抜粋文>

欲しいものを手に入れる。
したいことにどんどん挑戦していく。そして今より「もっと」を求めていく。
その先にあるものとは。
欲に背中を押される生き方
欲しいものを買うために、働いてお金を貯める。そして、「したい」と思うことに次々と挑戦していく。
今の世の中は、常に欲望を刺激される社会だ。
「これでいいんだ」と満足するところがなく、1つの欲望を満たせば、それが次の欲につながっていく。
すなわち、目の前に人参をぶら下げられて、「今のままではまずい、もっと手に入れるべきものがある!」と常に欲望に背中を押されているのが私達の世界だ。
欲しいものを手に入れて、満足できるのはわずか一瞬。
すぐに、また新しいものが欲しくなり、今持っているものに満足できなくなってしまう。この状態にいる人は、常に満たされない人だ。

やること>
[1] 抜粋文の「欲に背中を押される生き方」から始まり「されているのが私達の世界だ。」までの部分を、「人参」を「餌」に入れ替えて書き出す。
[2] 次の(a)〜(c)が抜粋文の内容と合っているかを「はい」か「いいえ」で答え、判断の根拠となる抜粋文の語句を正確に引用する。(a) 欲しいものを手に入れたときの満足は長く続く。(b) 今の世の中は常に欲望を刺激される社会だとされている。(c) 1つの欲望を満たすと、それが次の欲につながるとされている。
[3] 欲望をめぐる抜粋文を、最後の文の後から書き継ぐ。

提供資料>
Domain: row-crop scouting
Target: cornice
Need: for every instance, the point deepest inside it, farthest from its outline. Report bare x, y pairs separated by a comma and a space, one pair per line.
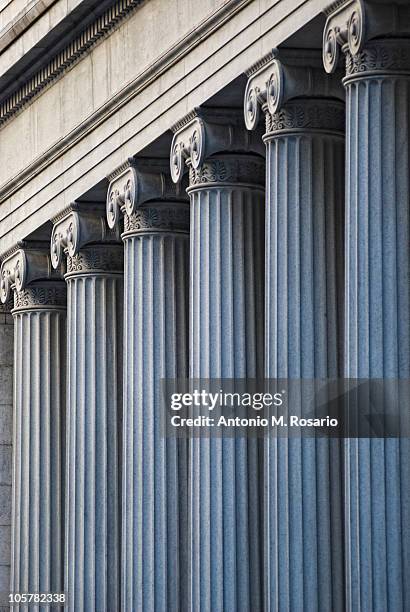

タスク別の回答>
[1]
欲に背中を押される生き方
欲しいものを買うために、働いてお金を貯める。そして、「したい」と思うことに次々と挑戦していく。
今の世の中は、常に欲望を刺激される社会だ。
「これでいいんだ」と満足するところがなく、1つの欲望を満たせば、それが次の欲につながっていく。
すなわち、目の前に餌をぶら下げられて、「今のままではまずい、もっと手に入れるべきものがある!」と常に欲望に背中を押されているのが私達の世界だ。

[2]
(a) いいえ:「欲しいものを手に入れて、満足できるのはわずか一瞬。」
(b) はい:「今の世の中は、常に欲望を刺激される社会だ。」
(c) はい:「1つの欲望を満たせば、それが次の欲につながっていく。」

[3]
彼らは、つねに欲という刺激を与えられているので、決して退屈を感じることはない。そのかわり、心から満足することはできず、欲望から逃げることができない。
結果、どうなるか?
常に求め続けなければ、満足できない、常に走り続けなければ喜びを感じられないようになってしまう。
だからいつも何かに追い立てられ、心にゆとりがない。じっとしていられず、新しいもの、流行のものを求め、絶えず情報を求める。
もちろん、それは楽しいことでもある。それが続けられるうちは、それほど問題にはならない。行動すること自体、楽しく、刺激的に感じられるからだ。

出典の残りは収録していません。